> _Extract_:
····················
I referred to my remarks at the IUCN Asia Conservation Forum in Kathmandu in September 2007, where I stressed the urgent need for the conservation and development communities to cross this divide if they want to reach out to the dominant demographic group in our vast region, home to half of humanity.

Engaging new media is not just setting up a Facebook account, taking a YouTube channel or opening a blog that’s infrequently updated. All that’s useful, for sure, but they represent only the tentative first steps to the wide and varied new media world.

As with the more established print and broadcast media, development organisations need to have a strategy and a plan based on some research, analysis and reflection.

And willing to let go of that control – so cherished by so many development professionals – is an essential part of that adjustment to the new media reality.

Failure to adjust can result in future shocks – and in the very near future! Perhaps I should also have drawn their attention to what I wrote in October 2007: New media tsunami hits global humanitarian sector; rescue operations now on

We didn’t spend too much time talking about new media at the Bangkok meeting, but I did caution that there is a lot of digital hype out there. I’m no expert on this (is anyone, really?) but my team at TVEAP and I keep trying new ways of doing things with the new media. So here are a few quick insights I offered the UNEP meeting:

• New media lot more interactive, which means they demand a lot of time and effort to engage the audience – which in turn generates huge capacity requirements for any development organisation venturing into such media.
····················
> _Supplied material_:
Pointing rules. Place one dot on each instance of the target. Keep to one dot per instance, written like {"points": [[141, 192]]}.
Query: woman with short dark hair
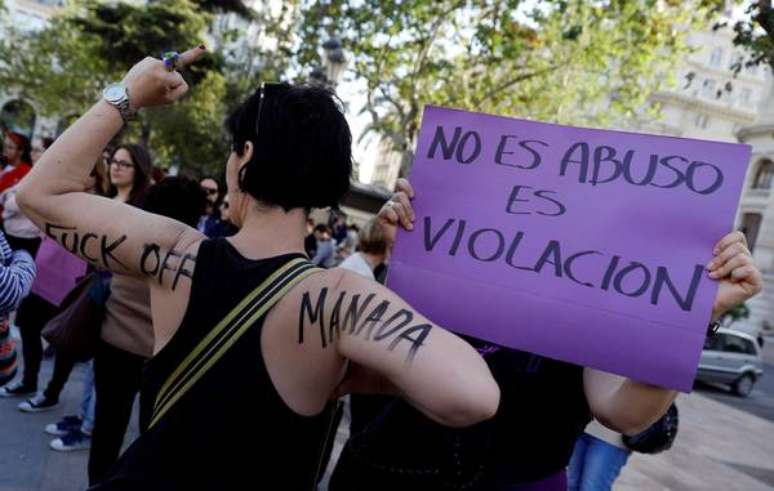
{"points": [[251, 342]]}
····················
> _Task 1_: Rewrite the part of the new media text that opens with the words containing "Engaging new media" and closes with "new media reality.", replacing "development organisations" with "aid agencies".
> _Task 2_: According to the new media text, where and when was the IUCN Asia Conservation Forum held?

> _Written answer 1_:
Engaging new media is not just setting up a Facebook account, taking a YouTube channel or opening a blog that’s infrequently updated. All that’s useful, for sure, but they represent only the tentative first steps to the wide and varied new media world.

As with the more established print and broadcast media, aid agencies need to have a strategy and a plan based on some research, analysis and reflection.

And willing to let go of that control – so cherished by so many development professionals – is an essential part of that adjustment to the new media reality.

> _Written answer 2_: Kathmandu, September 2007.